START

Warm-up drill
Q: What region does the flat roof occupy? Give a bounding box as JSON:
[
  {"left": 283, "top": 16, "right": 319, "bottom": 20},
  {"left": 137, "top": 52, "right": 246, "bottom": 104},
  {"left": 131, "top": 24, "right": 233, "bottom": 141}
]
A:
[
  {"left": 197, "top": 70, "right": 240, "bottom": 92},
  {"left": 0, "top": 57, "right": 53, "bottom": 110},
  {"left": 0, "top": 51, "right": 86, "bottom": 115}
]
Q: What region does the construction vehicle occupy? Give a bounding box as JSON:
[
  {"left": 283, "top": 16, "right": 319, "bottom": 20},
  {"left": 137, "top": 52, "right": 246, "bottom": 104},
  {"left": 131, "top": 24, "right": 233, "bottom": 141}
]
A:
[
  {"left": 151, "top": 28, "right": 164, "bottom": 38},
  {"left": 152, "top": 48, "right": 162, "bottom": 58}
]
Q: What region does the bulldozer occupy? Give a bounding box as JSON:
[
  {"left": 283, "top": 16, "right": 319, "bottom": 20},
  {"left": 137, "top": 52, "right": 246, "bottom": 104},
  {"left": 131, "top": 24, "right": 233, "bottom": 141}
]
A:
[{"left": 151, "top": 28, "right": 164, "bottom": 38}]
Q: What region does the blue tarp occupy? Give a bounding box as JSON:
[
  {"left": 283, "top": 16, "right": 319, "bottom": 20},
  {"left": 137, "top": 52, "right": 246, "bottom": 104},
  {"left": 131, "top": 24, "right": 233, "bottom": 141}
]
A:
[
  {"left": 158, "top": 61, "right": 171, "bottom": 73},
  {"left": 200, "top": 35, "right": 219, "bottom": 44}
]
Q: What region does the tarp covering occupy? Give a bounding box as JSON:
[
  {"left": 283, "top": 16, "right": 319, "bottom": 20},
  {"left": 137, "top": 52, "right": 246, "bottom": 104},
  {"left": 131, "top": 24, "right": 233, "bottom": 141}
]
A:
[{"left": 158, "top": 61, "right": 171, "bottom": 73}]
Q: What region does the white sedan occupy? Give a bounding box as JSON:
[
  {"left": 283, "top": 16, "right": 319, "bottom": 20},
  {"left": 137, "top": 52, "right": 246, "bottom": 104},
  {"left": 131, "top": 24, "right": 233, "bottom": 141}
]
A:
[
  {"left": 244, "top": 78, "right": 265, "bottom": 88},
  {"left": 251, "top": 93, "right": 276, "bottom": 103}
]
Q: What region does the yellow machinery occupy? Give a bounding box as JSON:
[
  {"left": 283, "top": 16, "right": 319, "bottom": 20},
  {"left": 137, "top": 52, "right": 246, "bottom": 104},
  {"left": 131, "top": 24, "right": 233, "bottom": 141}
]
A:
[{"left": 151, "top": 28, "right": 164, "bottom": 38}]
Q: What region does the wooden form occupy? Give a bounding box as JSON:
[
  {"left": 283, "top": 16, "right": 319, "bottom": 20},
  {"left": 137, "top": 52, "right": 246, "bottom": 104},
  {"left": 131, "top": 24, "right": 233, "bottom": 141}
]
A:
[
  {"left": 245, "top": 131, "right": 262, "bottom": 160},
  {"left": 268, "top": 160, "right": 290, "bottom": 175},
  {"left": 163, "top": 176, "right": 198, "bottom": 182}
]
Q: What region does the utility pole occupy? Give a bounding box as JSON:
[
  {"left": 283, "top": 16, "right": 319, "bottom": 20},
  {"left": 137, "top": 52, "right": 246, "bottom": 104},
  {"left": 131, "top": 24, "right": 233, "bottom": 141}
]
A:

END

§ Written instruction
Lay out the lines of the records as a numbered list, starting at the line containing "Q: What region does the utility" and ending with the last line of the records, leaving out any blank lines.

§ Correct response
1. Q: What region does the utility pole occupy? Give a bounding box as JSON:
2. [
3.   {"left": 283, "top": 16, "right": 319, "bottom": 20},
4.   {"left": 137, "top": 52, "right": 246, "bottom": 104},
5.   {"left": 131, "top": 24, "right": 233, "bottom": 141}
6. ]
7. A:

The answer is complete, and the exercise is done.